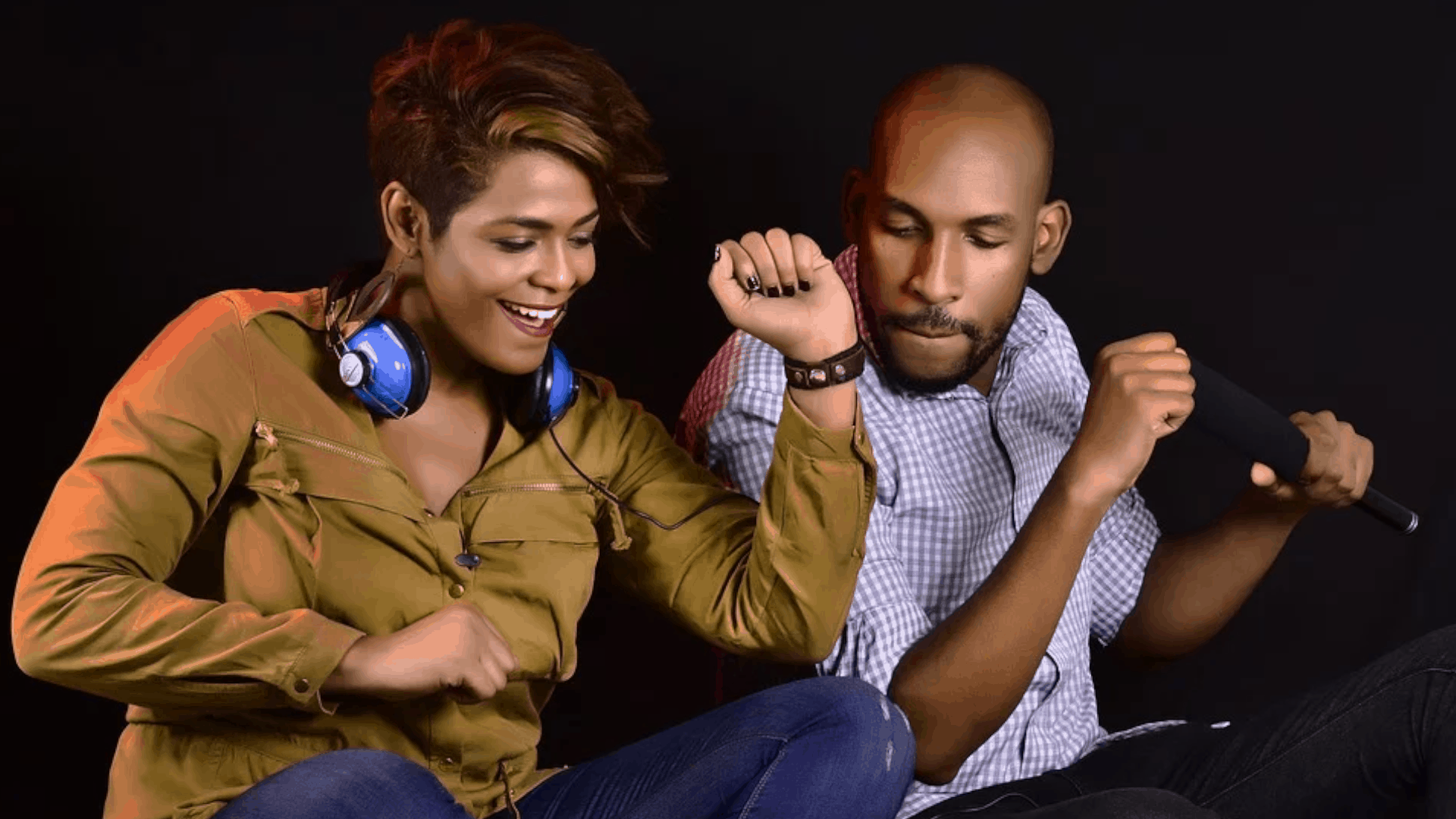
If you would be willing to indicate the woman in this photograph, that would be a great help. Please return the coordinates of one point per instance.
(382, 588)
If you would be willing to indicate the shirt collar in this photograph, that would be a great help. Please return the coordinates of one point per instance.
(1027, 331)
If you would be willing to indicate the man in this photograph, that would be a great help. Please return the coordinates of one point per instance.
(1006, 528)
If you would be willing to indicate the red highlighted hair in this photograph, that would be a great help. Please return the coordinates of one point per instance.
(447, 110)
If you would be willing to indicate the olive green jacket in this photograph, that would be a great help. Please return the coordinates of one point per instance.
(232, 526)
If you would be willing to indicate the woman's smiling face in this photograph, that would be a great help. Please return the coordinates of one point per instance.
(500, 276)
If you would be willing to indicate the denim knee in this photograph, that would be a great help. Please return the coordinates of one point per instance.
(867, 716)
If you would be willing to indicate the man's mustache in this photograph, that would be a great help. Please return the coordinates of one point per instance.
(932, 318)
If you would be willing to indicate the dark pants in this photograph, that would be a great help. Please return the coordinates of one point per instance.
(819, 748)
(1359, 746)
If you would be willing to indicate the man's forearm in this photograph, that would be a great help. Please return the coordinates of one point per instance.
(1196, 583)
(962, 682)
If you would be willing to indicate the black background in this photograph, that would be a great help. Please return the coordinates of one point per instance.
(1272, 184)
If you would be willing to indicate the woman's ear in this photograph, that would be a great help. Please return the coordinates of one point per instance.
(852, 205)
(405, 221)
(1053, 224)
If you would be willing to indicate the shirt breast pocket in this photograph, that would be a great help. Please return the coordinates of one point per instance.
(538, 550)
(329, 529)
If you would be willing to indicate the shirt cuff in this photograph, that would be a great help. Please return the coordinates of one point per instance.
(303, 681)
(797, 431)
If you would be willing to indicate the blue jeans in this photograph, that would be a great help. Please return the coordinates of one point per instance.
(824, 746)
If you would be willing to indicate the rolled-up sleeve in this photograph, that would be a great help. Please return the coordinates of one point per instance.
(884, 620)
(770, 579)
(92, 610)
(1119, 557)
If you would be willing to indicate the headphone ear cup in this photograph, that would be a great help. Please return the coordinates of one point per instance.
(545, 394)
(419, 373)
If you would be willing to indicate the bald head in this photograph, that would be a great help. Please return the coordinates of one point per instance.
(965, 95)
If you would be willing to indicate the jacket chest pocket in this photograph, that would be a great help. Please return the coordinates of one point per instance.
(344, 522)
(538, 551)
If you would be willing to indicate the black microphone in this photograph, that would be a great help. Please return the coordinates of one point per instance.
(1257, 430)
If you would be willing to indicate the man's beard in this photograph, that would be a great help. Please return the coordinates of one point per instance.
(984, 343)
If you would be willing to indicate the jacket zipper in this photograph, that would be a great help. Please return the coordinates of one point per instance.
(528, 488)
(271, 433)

* Work task: Output all the records above exactly, but without their images.

* Output of the exercise:
If you would be willing to indicate the woman in this photograph, that would be a great help. Please return the coordinates of one point per instance.
(382, 588)
If you would be willing to indicate the shirt collar in this photograph, that would be a great help. Please return the coordinates of one point per instance.
(1027, 331)
If you would be willing to indicate the man in this photograph, that would be a great help. Please return the coordinates of one point per instance.
(1006, 528)
If you would be willing to indicate the red highlighted hair in this photograph, that would be a great help. Please return the coordinates of one point per instance.
(447, 110)
If you would be willing to indicate the olive green jacket in this photograph, that would be a great help. Please return the coordinates of one point per instance.
(232, 526)
If you would be willing to indicate the woman's smiling face in this photograph, that would be a great help. Please return the coordinates of one point per instance.
(500, 276)
If you would be willing to indicate the denim knee in this photograph, that would be a great help. Please return the coordinates of one point per instance.
(867, 716)
If you would be willing to indicate the man's mustache in this photograph, that would be a great help. Please return the coordinates of one point per instance.
(932, 318)
If you would be willing to indicate the dark pants in this photograph, that would be a great help. Please return the coordinates of one point per instance.
(819, 748)
(1359, 746)
If you would be willing to indicate the man's forearm in this photograph, that would be a great help. Please return the coordinates of one point per instance.
(1196, 583)
(962, 682)
If you would be willing to indicate the black background in this photograph, that would be a great help. Please return the coordinates of one point per instance.
(1272, 184)
If you would be willing to indicate the woman's ear in this photograph, that would be a great help. Please return the coordinates of one point per instance.
(852, 205)
(405, 221)
(1053, 224)
If you would be willing to indicate the shirt breast pocket in this photograph, that would be a great help. Please return the coordinates of one point per instance.
(538, 550)
(329, 529)
If you would be willing to indicate the shirt cuff in this photograph, that would be a great help. Please return the coordinates of one point per instance.
(303, 681)
(797, 431)
If you would be willing to indicate the blue jeans in this photograph, that would be a great help. Please return the coordinates of one point per instance.
(824, 746)
If you would be willing to indicate the rolled-up sleeve in this photograph, that would be a great help. Please return the coordinates of one point per instance.
(884, 620)
(770, 579)
(92, 610)
(1119, 557)
If you would be willing to indicate the headphone ear cup in this photograph, that would be a great help. Please return the coordinates of one point per instance.
(545, 394)
(419, 373)
If you would be willing to indicate the bald head in this photograph, that would be a great help. Please return the coordinates of one point per instance.
(965, 95)
If you would be willing to indicate the jacket chest pocket in this photograph, that would be a great help. Please return the coordinates of one point per instance.
(344, 522)
(538, 551)
If you would be willing to indicate the black microphone in this photograph, that would be a great help. Please return the coordinates of one point per instance.
(1257, 430)
If you would be willing to indicate the man's beard in this photograph, that would be a great help. Please return the coordinates of one point per instance.
(984, 343)
If you would be willing to indicate the jacket zipper in this photograph, that would be a great help. Please return the coordinates of one point per instance.
(528, 488)
(271, 433)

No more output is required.